**ACTIVITIES**
A: Copy word for word the stretch of the bishop's hat profile from "Easily grown in" through "spring or fall.".
B: Answer from the bishop's hat profile:
(i) To which family does the plant belong?
(ii) During which months does it bloom?
(iii) Which soils is it intolerant of?

**PAGE TEXT**
Epimedium grandiflorum 'Pierre's Purple'
Common Name: bishop's hat
Type: Herbaceous perennial
Family: Berberidaceae
Zone: 5 to 8
Height: 0.75 to 1.50 feet
Spread: 0.75 to 1.50 feet
Bloom Time: April to May
Bloom Description: Purple
Sun: Part shade to full shade
Water: Dry to medium
Maintenance: Low
Suggested Use: Ground Cover, Naturalize
Flower: Showy
Tolerate: Rabbit, Deer, Drought, Heavy Shade, Erosion, Dry Soil, Shallow-Rocky Soil

Culture

Easily grown in average, acidic, dry to medium moisture, well-drained soils in part shade to full shade. Prefers loose, organically rich loams with consistent moisture in part shade (sun-dappled or morning sun). Foliage will usually burn in full afternoon sun. Tolerates full shade. Also tolerates drought and dry shade (rhizomes hold moisture) once established. Intolerant of alkaline soils. Clumps spread somewhat slowly but will form attractive colonies over time. E. grandiflorum is deciduous in USDA Zones 5-6. Although sometimes semi-evergreen south of Zone 6, foliage still tends to disappear on its own by spring. Any foliage that does survive winter should be cut back in late winter prior to emergence of new growth. Propagate by division in early spring or fall.

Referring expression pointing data
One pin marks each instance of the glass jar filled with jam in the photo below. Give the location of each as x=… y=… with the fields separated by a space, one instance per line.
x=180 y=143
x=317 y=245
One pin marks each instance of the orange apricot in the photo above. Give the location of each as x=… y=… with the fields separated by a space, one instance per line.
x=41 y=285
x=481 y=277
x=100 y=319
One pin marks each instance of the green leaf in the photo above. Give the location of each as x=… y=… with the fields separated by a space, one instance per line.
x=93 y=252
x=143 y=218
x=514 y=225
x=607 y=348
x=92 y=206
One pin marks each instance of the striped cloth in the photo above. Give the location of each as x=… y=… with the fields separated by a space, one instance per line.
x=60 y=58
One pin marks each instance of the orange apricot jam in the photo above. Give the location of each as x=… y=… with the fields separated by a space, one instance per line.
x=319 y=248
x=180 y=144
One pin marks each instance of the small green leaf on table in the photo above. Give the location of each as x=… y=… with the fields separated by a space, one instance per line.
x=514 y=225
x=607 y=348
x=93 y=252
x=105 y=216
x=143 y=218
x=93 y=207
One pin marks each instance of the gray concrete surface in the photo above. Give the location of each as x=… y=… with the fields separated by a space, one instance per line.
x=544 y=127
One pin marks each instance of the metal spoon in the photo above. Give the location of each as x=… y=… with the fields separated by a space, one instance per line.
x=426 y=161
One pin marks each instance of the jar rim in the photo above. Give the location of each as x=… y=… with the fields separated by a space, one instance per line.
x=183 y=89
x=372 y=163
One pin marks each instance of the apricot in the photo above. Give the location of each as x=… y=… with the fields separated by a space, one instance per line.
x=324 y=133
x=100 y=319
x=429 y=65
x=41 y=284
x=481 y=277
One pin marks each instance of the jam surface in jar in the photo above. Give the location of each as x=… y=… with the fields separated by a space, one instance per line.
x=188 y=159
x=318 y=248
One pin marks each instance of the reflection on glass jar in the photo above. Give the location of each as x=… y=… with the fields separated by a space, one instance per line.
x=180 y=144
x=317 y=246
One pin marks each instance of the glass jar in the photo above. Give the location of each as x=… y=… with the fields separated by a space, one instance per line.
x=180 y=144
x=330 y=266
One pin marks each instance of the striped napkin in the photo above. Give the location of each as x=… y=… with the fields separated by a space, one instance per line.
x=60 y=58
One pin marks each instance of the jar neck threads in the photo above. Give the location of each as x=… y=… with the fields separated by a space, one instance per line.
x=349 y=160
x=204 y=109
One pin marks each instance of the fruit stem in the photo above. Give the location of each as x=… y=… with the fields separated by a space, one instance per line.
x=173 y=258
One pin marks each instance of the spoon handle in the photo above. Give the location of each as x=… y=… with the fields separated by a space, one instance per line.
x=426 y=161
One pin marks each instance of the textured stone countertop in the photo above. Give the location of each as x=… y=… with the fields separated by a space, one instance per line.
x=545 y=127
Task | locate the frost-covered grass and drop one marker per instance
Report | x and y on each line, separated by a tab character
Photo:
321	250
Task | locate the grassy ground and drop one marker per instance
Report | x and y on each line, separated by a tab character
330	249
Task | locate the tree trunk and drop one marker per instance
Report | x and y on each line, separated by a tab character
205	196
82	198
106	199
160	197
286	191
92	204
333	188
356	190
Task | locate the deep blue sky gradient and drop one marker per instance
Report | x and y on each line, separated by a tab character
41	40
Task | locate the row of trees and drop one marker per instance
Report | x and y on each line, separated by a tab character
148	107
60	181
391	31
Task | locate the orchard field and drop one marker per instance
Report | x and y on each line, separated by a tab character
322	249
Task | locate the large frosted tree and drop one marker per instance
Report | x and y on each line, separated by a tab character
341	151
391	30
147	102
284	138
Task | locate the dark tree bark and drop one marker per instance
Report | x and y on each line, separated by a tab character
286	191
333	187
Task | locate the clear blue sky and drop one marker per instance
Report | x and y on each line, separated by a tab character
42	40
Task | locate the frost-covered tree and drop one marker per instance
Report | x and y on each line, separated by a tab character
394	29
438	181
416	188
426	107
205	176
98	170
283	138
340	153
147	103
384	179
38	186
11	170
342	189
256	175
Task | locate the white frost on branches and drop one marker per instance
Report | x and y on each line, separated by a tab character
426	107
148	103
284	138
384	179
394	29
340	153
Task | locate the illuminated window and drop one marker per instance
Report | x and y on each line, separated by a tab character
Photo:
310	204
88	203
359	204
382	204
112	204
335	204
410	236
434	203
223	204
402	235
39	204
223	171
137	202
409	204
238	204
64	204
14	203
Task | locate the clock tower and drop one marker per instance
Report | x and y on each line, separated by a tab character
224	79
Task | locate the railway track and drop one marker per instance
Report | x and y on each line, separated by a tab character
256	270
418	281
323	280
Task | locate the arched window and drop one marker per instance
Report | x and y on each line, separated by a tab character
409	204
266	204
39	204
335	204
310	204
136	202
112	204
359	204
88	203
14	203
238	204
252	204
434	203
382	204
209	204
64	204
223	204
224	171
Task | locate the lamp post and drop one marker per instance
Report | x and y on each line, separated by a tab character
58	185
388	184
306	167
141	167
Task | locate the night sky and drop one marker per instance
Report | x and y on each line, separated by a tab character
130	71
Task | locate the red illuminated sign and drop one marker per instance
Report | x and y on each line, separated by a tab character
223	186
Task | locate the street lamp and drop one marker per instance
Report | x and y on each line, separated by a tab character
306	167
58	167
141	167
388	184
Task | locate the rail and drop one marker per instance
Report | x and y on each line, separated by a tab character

**ACTIVITY ANSWERS**
A:
Easily grown in average, acidic, dry to medium moisture, well-drained soils in part shade to full shade. Prefers loose, organically rich loams with consistent moisture in part shade (sun-dappled or morning sun). Foliage will usually burn in full afternoon sun. Tolerates full shade. Also tolerates drought and dry shade (rhizomes hold moisture) once established. Intolerant of alkaline soils. Clumps spread somewhat slowly but will form attractive colonies over time. E. grandiflorum is deciduous in USDA Zones 5-6. Although sometimes semi-evergreen south of Zone 6, foliage still tends to disappear on its own by spring. Any foliage that does survive winter should be cut back in late winter prior to emergence of new growth. Propagate by division in early spring or fall.

B:
(i) Berberidaceae
(ii) April to May
(iii) Alkaline soils